• **BRIEF A**
Answer these questions from the Vulcan post:
(i) How long ago was the Vulcan bought?
(ii) What was found at one of the starter solenoid terminals?
(iii) About how long did the engine cool off before it started back up?

• **PAGE EXTRACT**

I searched and searched... I know I saw it before, but now I can't seem to find it again? Feeling like a noob with tail tucked between legs, I find myself forced to ask if anyone can point me in the direction of the procedure and photo's of the ignition pick up mod?

The back-story: There have been a couple of occasions where stalling when warmed up and warm re-starts have been an issue. I bought this Vulcan used 4 months ago... my first M/C ever! :) I've done a couple of minor things to it: new YUASA AGM battery, coolant change, cleaned and die-electric all electrical connections, cleaned and die-electric all battery cable ends *including at the starter solenoid, which had a lot of rust at one of the terminals, causing a consistently slow crank speed and having to push the starter button a couple of times to get past the first compression stroke*, re-wound the ACCT springs (nice, quiet valve-train now!), leaned out the mixture screws (seemed to help a bit with warm re-starts).

Still though, on a couple of occasions during low-speed riding (parking lot practice maneuvers) the engine just quit and wouldn't re-start. It cranked over fine, all other electrical systems (lights, etc.) kept working and could smell raw fuel from the pipes... which tells me that ignition spark went away. After cooling off for about 15 minutes the engine started back up, coughed out some excess fuel and then ran fine.

So, I'm thinking that bringing the pick up coils closer to the flywheel reluctor may help with this issue. I'm more than happy to hear any other suggestions, in case I've over-looked anything.

(Data records)
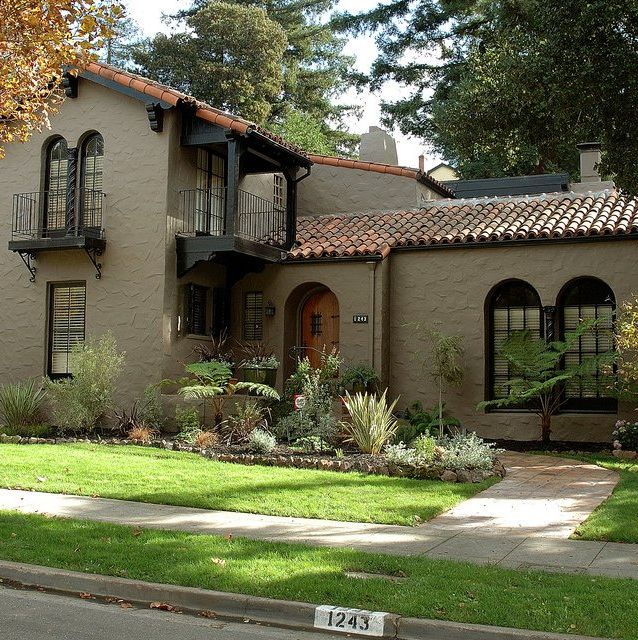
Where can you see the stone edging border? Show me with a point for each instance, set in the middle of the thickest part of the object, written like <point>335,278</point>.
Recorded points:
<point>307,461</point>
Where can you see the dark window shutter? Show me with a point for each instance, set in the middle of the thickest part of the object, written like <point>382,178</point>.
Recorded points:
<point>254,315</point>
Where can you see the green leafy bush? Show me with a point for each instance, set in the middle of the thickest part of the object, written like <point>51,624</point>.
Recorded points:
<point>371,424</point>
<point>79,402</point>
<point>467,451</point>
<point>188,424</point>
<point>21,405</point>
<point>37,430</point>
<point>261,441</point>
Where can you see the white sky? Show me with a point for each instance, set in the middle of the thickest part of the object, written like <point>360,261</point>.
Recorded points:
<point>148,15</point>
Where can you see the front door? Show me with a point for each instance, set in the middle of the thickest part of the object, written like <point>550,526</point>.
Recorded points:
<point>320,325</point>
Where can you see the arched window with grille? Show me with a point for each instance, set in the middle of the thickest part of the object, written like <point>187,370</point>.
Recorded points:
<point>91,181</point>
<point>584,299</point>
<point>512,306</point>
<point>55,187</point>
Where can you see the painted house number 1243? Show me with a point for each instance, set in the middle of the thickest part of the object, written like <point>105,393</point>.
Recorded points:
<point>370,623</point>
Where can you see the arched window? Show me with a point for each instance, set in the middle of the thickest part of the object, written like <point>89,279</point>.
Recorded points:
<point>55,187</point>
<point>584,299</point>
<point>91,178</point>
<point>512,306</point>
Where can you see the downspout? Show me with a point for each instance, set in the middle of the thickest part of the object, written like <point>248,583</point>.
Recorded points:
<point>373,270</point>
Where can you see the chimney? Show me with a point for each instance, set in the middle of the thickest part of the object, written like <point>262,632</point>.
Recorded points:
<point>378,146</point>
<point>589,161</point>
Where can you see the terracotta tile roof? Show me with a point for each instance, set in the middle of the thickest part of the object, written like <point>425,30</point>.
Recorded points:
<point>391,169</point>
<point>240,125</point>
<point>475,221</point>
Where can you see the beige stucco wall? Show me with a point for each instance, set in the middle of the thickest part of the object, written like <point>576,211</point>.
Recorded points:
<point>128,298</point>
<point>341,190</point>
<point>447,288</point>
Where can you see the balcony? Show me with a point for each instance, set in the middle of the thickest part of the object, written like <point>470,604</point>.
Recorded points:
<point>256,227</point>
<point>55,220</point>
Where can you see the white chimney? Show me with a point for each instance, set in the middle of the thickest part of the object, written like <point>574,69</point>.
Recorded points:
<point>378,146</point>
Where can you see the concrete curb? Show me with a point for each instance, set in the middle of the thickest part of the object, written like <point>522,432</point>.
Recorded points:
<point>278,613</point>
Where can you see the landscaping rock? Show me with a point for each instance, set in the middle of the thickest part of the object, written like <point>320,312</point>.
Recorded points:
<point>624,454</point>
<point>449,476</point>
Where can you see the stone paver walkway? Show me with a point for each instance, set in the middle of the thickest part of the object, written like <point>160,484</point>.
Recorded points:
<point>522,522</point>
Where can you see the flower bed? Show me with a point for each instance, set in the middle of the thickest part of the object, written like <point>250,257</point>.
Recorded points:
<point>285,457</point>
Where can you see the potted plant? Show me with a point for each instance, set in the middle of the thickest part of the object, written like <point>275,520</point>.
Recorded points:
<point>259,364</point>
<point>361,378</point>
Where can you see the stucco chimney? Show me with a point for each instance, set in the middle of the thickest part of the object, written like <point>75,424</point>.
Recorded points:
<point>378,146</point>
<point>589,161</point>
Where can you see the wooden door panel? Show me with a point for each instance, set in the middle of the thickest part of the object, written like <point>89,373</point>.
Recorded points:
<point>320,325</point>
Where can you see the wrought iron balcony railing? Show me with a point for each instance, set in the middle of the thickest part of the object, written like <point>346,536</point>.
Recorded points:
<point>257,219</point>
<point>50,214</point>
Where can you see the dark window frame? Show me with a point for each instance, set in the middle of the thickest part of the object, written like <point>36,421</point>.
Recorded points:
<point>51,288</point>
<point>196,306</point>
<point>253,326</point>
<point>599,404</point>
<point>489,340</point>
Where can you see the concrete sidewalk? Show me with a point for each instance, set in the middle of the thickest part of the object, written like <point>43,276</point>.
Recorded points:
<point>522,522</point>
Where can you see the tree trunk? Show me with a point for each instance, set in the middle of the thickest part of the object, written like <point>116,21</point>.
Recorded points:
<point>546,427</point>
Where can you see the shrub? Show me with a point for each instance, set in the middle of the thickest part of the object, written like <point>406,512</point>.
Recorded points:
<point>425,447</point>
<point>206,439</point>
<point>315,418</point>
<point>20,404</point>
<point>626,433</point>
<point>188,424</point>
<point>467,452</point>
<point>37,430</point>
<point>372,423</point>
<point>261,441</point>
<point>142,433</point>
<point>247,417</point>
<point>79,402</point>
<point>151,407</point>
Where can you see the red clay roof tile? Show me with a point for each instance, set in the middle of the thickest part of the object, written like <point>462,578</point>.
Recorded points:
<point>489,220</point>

• **BRIEF B**
Select each line of the records above that contains the word "roof".

• **WRITTEN SOLUTION A**
(i) 4 months ago
(ii) A lot of rust
(iii) About 15 minutes

• **WRITTEN SOLUTION B**
Where can you see the terracotta tile roof? Show me with a point for each instance, set in the middle of the thickest part of the object, written like <point>425,30</point>.
Where can you see the red clay roof tile? Show me with a point for each instance, set in the middle of the thickest part of the object, written like <point>462,578</point>.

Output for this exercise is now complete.